> Given exercise
Please copy word for word the items from their first line through the line containing "M 199 37 L 202", both ends included. Leave the pictures out of your copy.

> Input for this task
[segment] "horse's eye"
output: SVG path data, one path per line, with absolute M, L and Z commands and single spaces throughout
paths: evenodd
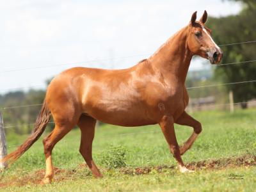
M 199 37 L 202 36 L 202 33 L 200 31 L 197 31 L 196 33 L 195 33 L 195 35 L 197 37 Z

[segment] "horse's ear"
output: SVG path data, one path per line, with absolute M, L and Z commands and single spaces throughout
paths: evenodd
M 194 25 L 196 23 L 196 13 L 197 12 L 195 12 L 194 13 L 193 13 L 192 17 L 191 17 L 191 24 Z
M 204 24 L 205 23 L 206 20 L 207 20 L 207 12 L 206 12 L 206 11 L 205 10 L 203 16 L 202 16 L 200 21 Z

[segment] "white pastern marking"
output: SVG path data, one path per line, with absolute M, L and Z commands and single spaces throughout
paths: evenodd
M 213 40 L 213 39 L 212 38 L 212 37 L 210 35 L 209 35 L 207 31 L 206 31 L 205 28 L 204 28 L 204 27 L 203 28 L 203 31 L 204 31 L 204 33 L 206 33 L 207 35 L 208 35 L 208 36 L 210 38 L 210 39 L 211 40 L 211 41 L 213 42 L 213 44 L 214 44 L 215 47 L 218 49 L 218 50 L 219 50 L 219 51 L 220 51 L 220 48 L 219 47 L 219 46 L 217 45 L 216 44 L 215 44 L 214 41 Z

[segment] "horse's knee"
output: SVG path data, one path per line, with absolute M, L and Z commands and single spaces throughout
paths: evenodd
M 196 134 L 199 134 L 202 132 L 202 125 L 201 123 L 199 122 L 196 122 L 196 124 L 193 127 L 194 128 L 194 131 Z
M 50 155 L 52 150 L 52 147 L 50 142 L 49 142 L 48 137 L 43 140 L 43 144 L 45 155 Z

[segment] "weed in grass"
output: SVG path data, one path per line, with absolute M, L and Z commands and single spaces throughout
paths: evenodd
M 100 155 L 100 163 L 109 169 L 126 166 L 126 149 L 122 145 L 111 146 Z

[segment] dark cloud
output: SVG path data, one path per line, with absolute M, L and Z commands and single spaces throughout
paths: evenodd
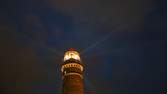
M 60 64 L 70 47 L 81 52 L 86 94 L 166 94 L 167 19 L 161 2 L 1 4 L 1 94 L 60 94 Z

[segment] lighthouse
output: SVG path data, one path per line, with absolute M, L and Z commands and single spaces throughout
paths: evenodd
M 83 70 L 79 53 L 73 48 L 67 50 L 61 65 L 62 94 L 84 94 Z

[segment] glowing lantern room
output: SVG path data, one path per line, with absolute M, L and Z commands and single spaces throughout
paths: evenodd
M 67 61 L 69 59 L 81 61 L 79 53 L 73 48 L 68 49 L 68 51 L 66 51 L 64 54 L 64 61 Z

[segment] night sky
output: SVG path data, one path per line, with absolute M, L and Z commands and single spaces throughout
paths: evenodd
M 75 48 L 85 94 L 167 94 L 166 0 L 1 0 L 0 94 L 61 94 Z

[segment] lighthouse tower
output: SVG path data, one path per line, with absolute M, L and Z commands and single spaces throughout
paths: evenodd
M 70 48 L 64 54 L 61 66 L 63 90 L 62 94 L 83 94 L 83 64 L 79 53 Z

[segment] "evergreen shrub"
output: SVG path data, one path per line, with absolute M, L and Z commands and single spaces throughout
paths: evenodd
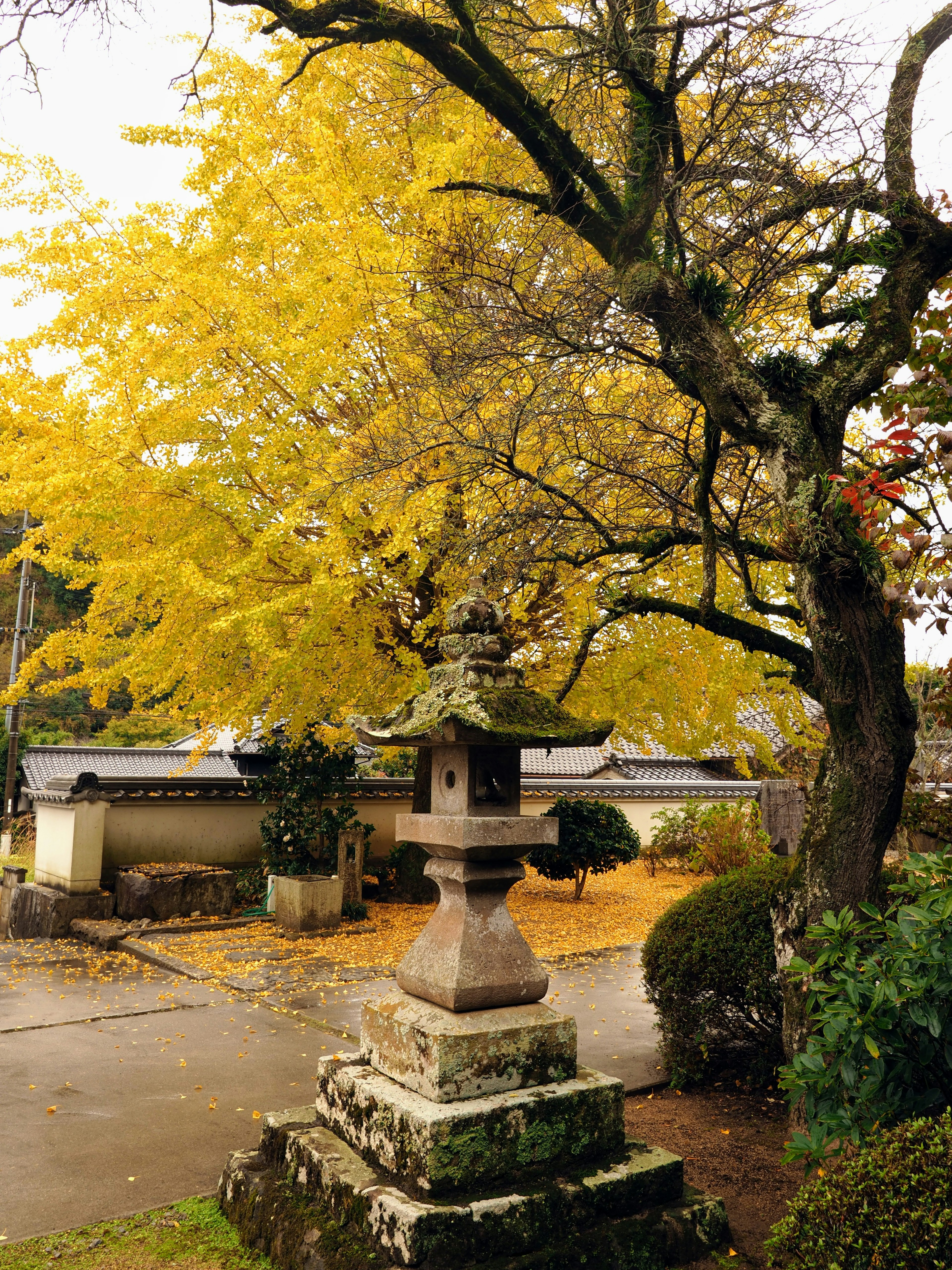
M 847 1144 L 952 1101 L 952 855 L 910 855 L 885 913 L 859 904 L 809 926 L 806 1052 L 781 1071 L 807 1133 L 786 1160 L 823 1163 Z
M 698 886 L 655 922 L 641 954 L 661 1053 L 675 1086 L 712 1067 L 769 1080 L 783 1057 L 783 998 L 770 904 L 786 876 L 777 856 Z
M 574 879 L 576 899 L 581 899 L 590 872 L 611 872 L 638 859 L 641 839 L 627 815 L 611 803 L 560 794 L 542 814 L 557 818 L 559 842 L 533 847 L 528 862 L 553 881 Z
M 767 1241 L 790 1270 L 938 1270 L 952 1265 L 952 1120 L 908 1120 L 825 1170 Z

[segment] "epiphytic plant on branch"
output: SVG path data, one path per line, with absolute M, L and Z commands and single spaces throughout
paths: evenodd
M 863 50 L 770 0 L 259 8 L 283 48 L 301 42 L 288 79 L 338 50 L 359 79 L 357 50 L 390 46 L 414 89 L 381 97 L 387 124 L 459 95 L 489 124 L 471 130 L 481 174 L 433 196 L 452 202 L 415 279 L 413 427 L 349 434 L 349 470 L 395 474 L 404 502 L 475 490 L 467 551 L 584 579 L 574 646 L 539 657 L 564 660 L 561 696 L 623 696 L 623 668 L 599 679 L 605 649 L 671 618 L 823 705 L 776 909 L 786 966 L 824 911 L 875 892 L 914 751 L 902 622 L 924 613 L 916 583 L 938 601 L 952 544 L 933 431 L 948 319 L 927 307 L 952 225 L 913 161 L 952 5 L 905 42 L 882 110 Z M 897 387 L 910 357 L 924 373 Z M 863 405 L 899 427 L 881 436 Z M 786 977 L 784 993 L 792 1050 L 803 993 Z

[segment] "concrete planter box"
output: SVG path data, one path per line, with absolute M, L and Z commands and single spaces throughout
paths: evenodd
M 274 919 L 288 931 L 321 931 L 340 926 L 343 878 L 300 874 L 274 879 Z
M 116 875 L 116 912 L 123 921 L 149 917 L 228 917 L 237 879 L 206 865 L 132 865 Z

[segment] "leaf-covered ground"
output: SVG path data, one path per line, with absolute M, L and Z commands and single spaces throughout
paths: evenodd
M 622 865 L 613 872 L 590 878 L 581 899 L 575 900 L 571 881 L 547 881 L 528 866 L 526 871 L 526 880 L 509 892 L 509 909 L 539 958 L 640 942 L 660 914 L 699 881 L 693 874 L 666 869 L 650 878 L 641 864 Z M 376 927 L 373 932 L 303 937 L 286 945 L 281 969 L 296 992 L 308 986 L 308 977 L 312 986 L 335 983 L 335 972 L 349 966 L 381 966 L 382 973 L 388 973 L 386 968 L 399 965 L 433 913 L 432 904 L 369 903 L 367 907 L 369 922 Z M 244 950 L 242 974 L 249 974 L 258 964 L 273 964 L 269 954 L 274 950 L 275 931 L 270 926 L 228 931 L 225 941 L 223 933 L 201 931 L 190 939 L 178 936 L 150 944 L 209 972 L 220 984 L 239 969 L 235 964 L 239 944 Z M 248 956 L 255 947 L 261 951 L 260 963 Z M 279 993 L 281 988 L 277 980 L 269 991 Z
M 242 1248 L 217 1200 L 187 1199 L 169 1208 L 83 1226 L 4 1247 L 0 1270 L 267 1270 L 267 1257 Z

> The answer
[segment] "horse's eye"
output: SVG path data, one path per line, with absolute M, L and Z commands and single spaces throughout
paths: evenodd
M 199 37 L 202 36 L 202 33 L 200 31 L 197 31 L 196 33 L 195 33 L 195 35 L 197 37 Z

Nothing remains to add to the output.